Rewrite the lines below, changing every occurrence of "outline" to "contour" and leaving everything else as it is.

——

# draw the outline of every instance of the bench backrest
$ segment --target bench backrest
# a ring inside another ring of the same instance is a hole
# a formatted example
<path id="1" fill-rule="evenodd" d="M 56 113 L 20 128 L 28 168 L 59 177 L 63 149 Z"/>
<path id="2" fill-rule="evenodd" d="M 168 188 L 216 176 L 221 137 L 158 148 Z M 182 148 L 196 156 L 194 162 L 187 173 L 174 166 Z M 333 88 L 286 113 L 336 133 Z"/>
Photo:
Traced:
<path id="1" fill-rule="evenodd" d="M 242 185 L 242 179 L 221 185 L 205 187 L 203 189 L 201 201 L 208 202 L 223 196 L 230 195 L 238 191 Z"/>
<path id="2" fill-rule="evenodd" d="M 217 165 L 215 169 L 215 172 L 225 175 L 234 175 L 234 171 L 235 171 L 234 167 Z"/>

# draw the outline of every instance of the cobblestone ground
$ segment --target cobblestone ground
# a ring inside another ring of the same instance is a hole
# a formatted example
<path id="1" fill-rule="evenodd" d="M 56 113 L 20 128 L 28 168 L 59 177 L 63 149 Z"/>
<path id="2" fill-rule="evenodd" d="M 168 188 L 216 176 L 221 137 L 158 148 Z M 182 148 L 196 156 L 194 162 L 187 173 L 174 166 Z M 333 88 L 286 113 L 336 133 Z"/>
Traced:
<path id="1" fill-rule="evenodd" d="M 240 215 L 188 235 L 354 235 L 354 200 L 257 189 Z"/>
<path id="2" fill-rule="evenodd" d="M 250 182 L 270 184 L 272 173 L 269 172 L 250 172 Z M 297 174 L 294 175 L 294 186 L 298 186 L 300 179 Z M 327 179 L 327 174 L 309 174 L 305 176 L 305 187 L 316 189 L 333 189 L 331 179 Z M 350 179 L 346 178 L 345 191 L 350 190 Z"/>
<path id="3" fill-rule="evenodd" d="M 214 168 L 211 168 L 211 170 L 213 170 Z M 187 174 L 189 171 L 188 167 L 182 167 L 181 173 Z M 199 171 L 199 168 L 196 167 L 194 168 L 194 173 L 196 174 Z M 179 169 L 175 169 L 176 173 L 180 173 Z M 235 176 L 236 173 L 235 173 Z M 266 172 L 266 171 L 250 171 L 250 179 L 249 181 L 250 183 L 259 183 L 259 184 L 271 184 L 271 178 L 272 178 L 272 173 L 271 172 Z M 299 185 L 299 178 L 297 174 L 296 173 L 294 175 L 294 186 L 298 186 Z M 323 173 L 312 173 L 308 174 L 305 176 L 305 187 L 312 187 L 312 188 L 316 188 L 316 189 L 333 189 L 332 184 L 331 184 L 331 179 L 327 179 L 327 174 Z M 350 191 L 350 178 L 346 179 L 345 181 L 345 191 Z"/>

——

CORRECT ANSWER:
# draw the contour of every instance of the bench backrest
$ segment --target bench backrest
# a ring inside another ring of the same instance is a hole
# a formatted example
<path id="1" fill-rule="evenodd" d="M 56 113 L 20 128 L 28 168 L 59 177 L 63 149 Z"/>
<path id="2" fill-rule="evenodd" d="M 168 188 L 216 176 L 221 137 L 158 148 Z M 182 148 L 196 156 L 194 162 L 187 173 L 174 166 Z M 333 88 L 286 113 L 336 133 Z"/>
Photo:
Traced:
<path id="1" fill-rule="evenodd" d="M 242 185 L 242 179 L 221 185 L 205 187 L 203 189 L 201 201 L 208 202 L 223 196 L 230 195 L 238 191 Z"/>
<path id="2" fill-rule="evenodd" d="M 217 165 L 215 169 L 215 172 L 225 175 L 234 175 L 234 171 L 235 171 L 234 167 Z"/>

# draw the contour of every instance of the cobblestone ground
$ segment --target cobblestone ground
# a ring inside another ring of the same instance is a hole
# a formatted example
<path id="1" fill-rule="evenodd" d="M 56 113 L 20 128 L 28 168 L 59 177 L 63 149 Z"/>
<path id="2" fill-rule="evenodd" d="M 168 188 L 216 176 L 221 137 L 158 148 Z M 182 148 L 196 156 L 194 162 L 187 173 L 174 166 Z M 333 88 L 286 113 L 336 133 Z"/>
Traced:
<path id="1" fill-rule="evenodd" d="M 240 215 L 188 235 L 354 235 L 354 200 L 257 189 Z"/>
<path id="2" fill-rule="evenodd" d="M 250 182 L 270 184 L 272 173 L 269 172 L 250 172 Z M 297 174 L 294 175 L 294 186 L 298 186 L 300 179 Z M 327 179 L 327 174 L 309 174 L 305 176 L 305 187 L 316 189 L 333 189 L 331 179 Z M 350 179 L 346 178 L 345 191 L 350 190 Z"/>
<path id="3" fill-rule="evenodd" d="M 214 168 L 211 168 L 211 170 L 213 170 Z M 187 174 L 189 171 L 188 167 L 182 167 L 181 173 Z M 199 171 L 199 168 L 196 167 L 194 168 L 194 173 L 196 174 Z M 179 169 L 175 169 L 176 173 L 180 173 Z M 235 176 L 236 173 L 235 173 Z M 266 172 L 266 171 L 250 171 L 250 179 L 249 181 L 250 183 L 259 183 L 259 184 L 271 184 L 271 178 L 272 178 L 272 173 L 271 172 Z M 299 185 L 299 178 L 297 174 L 296 173 L 294 175 L 294 186 L 298 186 Z M 323 173 L 312 173 L 308 174 L 305 176 L 305 187 L 312 187 L 312 188 L 316 188 L 316 189 L 333 189 L 332 184 L 331 184 L 331 179 L 327 179 L 327 174 Z M 350 191 L 350 178 L 346 179 L 345 181 L 345 191 Z"/>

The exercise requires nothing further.